TRECHO »
Seguimos na ribeira em todos os rankings dos indicadores de qualidade na educação, apesar de termos um dos maiores orçamentos em educação em relação ao PIB. Na minha opinião, essa ineficácia tem as seguintes explicações:

Primeira: a confusão entre educação e ensino ou escolaridade. Educação é o desenvolvimento de habilidades cognitivas, como a capacidade de se comunicar, de adquirir e processar informações e resolver problemas, e a capacidade de se comportar civilizadamente.

Escolaridade é fornecer conteúdo. Ensinar ofícios.

Segunda razão: o entendimento equivocado de que a responsabilidade pela educação é do Estado. Errado: a responsabilidade pela educação é dos país. O direito à paternidade e maternidade traz consigo a responsabilidade de educar. Com o direito de procriar, vem a obrigação de criar.

A responsabilidade pela educação é dos pais, que devem ter o direito à escolha de delegar o ensino para professores e escolas. A divisão do trabalho torno o processo educacional mais eficiente.

Ao Estado, cabe promover políticas públicas que suplementem e facilitem a educação e a escolarização. Se não mudarmos esse entendimento e não dermos condições aos pais de cumprirem sua obrigação mais nobre, só remos regredir!

Terceiro motivo: os já mencionados incentivos políticos e econômicos. A elite econômica, como já vimos, quer proteção de mercado, subsídios, o que reduz a necessidade de inovar e investir em capital humano. A baixa produtividade dos nossos trabalhadores nos condena ao atraso. A elite política quer votos e centra os gastos em aumentar a máquina pública e no ensino superior e médio, onde podem colher votos de professores e alunos, sem nenhum compromisso com qualidade.

O quarto e mais grave motivo é o total descaso com a educação pré-escolar. A ciência nos ensina que, até os seis anos, forma-se a maioria das conexões neurais, centenas de sinapses por segundo. Se não oferecermos os cuidados adequados na primeira infância, para que esse processo aconteça de forma plena, limitaremos de forma irreversível o futuro dessas crianças.

A ciência também nos demonstra como a combinação entre gravidez indesejada, falta de afeto, experiências traumáticas e influências masculinas violentas na primeira infância têm o potencial de produzir adultos violentos e criminosos.

O Brasil tem 20 milhões de crianças pobres, sendo 2,5 milhões das quais em situação de miséria, sem nutrição, sem cuidados médicos e sem estímulos positivos. São 11 milhões de mães que criam seus filhos sozinhas.

O investimento na primeira infância é a política de educação que mais retorno proporciona a uma sociedade. Os estudos que deram o prêmio Nobel de economia a James Heckmann demonstram que para cada real investido na primeira infância a sociedade colhe sete vezes mais de retorno.

INSTRUÇÕES DA TAREFA »
Reproduza o trecho do texto sobre educação entre "A ciência também" e "mais de retorno.", inclusive, alterando "miséria" para "pobreza extrema".

Trechos de um conjunto de dados »
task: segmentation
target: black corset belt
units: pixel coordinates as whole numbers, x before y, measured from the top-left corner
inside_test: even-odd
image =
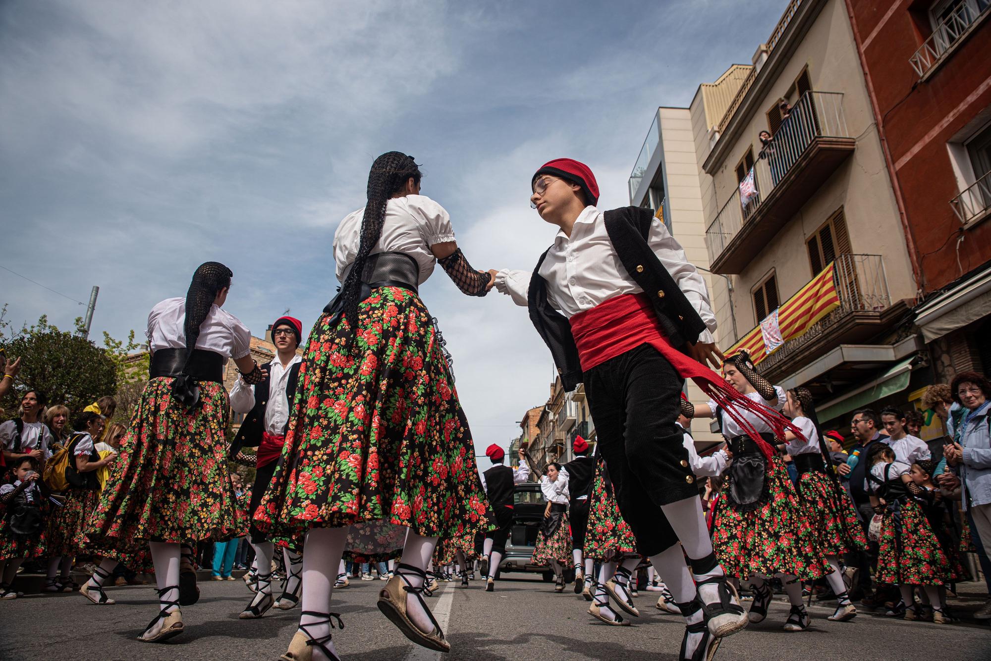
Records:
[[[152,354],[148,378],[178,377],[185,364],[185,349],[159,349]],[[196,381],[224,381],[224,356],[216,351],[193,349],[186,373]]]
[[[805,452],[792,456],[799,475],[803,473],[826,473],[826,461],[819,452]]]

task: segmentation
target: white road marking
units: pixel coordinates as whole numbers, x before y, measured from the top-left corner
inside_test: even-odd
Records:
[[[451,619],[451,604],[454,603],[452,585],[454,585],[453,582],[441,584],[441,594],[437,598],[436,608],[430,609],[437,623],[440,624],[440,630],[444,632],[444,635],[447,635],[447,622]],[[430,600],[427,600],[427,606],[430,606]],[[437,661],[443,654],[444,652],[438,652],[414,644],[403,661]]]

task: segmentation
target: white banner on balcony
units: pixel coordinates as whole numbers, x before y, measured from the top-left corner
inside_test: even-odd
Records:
--
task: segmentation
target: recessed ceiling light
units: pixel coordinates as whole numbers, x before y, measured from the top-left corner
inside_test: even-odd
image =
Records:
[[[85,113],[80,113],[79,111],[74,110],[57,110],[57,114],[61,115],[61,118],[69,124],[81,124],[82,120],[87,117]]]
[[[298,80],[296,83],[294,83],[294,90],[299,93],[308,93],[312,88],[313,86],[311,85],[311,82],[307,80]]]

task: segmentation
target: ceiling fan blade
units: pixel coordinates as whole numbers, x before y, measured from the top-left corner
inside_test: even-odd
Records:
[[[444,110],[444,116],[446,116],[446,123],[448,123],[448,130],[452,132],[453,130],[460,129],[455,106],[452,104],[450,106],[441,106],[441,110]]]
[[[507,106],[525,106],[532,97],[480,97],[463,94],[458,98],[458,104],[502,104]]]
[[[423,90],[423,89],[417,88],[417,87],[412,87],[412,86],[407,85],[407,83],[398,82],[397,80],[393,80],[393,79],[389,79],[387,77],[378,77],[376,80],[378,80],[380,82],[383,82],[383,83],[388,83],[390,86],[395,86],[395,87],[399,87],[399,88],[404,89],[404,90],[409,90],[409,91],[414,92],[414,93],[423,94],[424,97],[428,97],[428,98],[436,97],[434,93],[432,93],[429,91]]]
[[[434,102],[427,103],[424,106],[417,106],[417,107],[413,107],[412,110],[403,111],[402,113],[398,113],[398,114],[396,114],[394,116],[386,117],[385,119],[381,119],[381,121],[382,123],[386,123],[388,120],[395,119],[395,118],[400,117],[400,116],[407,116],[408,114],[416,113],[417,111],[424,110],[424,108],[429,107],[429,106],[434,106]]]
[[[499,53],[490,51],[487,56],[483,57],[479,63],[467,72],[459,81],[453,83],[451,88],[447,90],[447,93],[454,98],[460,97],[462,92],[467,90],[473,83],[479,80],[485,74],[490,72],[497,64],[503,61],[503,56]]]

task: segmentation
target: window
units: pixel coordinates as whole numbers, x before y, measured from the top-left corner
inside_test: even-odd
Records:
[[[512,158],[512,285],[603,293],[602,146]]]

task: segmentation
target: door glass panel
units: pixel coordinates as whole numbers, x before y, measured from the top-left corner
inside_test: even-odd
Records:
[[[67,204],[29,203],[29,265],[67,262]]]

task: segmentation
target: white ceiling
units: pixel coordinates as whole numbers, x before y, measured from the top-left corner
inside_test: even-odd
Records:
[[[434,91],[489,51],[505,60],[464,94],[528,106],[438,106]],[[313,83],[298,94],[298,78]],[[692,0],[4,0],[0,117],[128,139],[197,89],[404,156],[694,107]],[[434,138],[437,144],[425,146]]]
--
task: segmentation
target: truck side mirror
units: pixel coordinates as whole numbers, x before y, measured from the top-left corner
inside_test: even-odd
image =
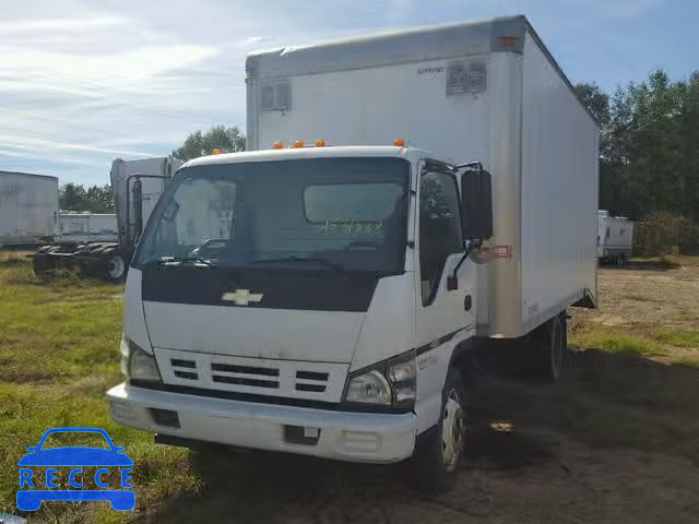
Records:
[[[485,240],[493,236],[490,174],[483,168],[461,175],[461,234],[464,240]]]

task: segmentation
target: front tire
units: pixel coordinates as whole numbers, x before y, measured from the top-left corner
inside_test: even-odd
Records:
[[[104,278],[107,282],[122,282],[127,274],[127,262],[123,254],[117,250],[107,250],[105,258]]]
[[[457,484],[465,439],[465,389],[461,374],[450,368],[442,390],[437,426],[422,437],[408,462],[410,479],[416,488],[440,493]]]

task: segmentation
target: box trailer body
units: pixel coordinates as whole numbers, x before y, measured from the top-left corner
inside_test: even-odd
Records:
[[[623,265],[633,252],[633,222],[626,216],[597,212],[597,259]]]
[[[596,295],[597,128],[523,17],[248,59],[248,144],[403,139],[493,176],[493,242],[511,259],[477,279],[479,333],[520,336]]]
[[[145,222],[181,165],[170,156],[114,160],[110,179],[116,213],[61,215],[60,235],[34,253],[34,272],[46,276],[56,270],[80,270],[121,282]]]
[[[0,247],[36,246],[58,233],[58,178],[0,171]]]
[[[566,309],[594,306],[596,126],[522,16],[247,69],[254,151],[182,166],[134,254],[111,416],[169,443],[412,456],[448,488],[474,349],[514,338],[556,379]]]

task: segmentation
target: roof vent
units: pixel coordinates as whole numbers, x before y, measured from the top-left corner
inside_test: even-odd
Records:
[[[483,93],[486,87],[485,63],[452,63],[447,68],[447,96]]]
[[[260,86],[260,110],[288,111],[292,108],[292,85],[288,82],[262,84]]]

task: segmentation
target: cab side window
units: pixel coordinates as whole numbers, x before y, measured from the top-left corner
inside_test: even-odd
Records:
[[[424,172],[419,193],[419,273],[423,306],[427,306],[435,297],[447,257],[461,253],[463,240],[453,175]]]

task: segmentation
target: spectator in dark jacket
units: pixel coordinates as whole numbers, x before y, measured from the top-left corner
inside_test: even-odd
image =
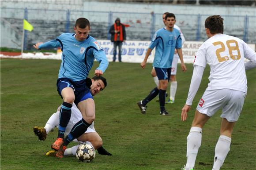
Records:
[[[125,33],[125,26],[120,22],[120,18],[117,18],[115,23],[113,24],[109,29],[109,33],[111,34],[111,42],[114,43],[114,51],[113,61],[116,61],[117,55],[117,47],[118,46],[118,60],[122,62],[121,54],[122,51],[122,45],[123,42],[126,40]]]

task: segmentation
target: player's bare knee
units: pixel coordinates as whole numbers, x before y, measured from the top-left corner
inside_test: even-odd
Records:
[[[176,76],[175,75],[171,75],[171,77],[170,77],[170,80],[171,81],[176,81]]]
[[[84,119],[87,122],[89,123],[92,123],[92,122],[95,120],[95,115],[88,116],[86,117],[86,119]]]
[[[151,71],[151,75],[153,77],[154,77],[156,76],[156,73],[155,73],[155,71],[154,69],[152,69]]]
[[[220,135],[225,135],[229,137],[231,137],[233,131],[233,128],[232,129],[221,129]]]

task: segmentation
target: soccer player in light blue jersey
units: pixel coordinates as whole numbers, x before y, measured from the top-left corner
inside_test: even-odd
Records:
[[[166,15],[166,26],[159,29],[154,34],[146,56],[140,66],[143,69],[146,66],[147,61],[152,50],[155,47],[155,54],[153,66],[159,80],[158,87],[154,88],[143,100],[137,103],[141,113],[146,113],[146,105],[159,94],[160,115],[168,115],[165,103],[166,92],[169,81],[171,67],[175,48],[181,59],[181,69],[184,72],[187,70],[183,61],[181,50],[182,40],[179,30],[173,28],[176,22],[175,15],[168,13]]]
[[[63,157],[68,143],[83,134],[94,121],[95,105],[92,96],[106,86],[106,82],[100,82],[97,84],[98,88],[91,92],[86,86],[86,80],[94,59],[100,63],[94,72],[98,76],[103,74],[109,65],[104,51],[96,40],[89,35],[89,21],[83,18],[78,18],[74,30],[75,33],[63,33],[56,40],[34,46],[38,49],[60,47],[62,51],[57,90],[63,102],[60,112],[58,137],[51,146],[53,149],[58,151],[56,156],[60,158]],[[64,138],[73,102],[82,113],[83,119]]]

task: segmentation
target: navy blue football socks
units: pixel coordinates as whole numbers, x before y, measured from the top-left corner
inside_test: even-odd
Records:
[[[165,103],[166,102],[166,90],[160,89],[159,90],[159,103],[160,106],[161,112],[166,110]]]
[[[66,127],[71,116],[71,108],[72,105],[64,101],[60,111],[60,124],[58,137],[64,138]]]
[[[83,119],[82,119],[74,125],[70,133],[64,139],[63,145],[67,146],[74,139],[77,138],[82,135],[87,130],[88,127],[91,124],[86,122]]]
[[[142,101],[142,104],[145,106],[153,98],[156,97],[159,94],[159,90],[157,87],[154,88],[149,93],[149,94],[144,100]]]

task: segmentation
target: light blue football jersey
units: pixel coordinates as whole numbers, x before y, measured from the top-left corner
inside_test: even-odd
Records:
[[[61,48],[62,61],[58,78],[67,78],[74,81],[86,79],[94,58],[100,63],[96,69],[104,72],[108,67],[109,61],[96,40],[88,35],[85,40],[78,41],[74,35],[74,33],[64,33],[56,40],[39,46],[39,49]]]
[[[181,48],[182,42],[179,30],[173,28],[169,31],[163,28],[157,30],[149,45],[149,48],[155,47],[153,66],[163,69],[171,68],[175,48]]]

RESOLUÇÃO »
A ciência também nos demonstra como a combinação entre gravidez indesejada, falta de afeto, experiências traumáticas e influências masculinas violentas na primeira infância têm o potencial de produzir adultos violentos e criminosos.

O Brasil tem 20 milhões de crianças pobres, sendo 2,5 milhões das quais em situação de pobreza extrema, sem nutrição, sem cuidados médicos e sem estímulos positivos. São 11 milhões de mães que criam seus filhos sozinhas.

O investimento na primeira infância é a política de educação que mais retorno proporciona a uma sociedade. Os estudos que deram o prêmio Nobel de economia a James Heckmann demonstram que para cada real investido na primeira infância a sociedade colhe sete vezes mais de retorno.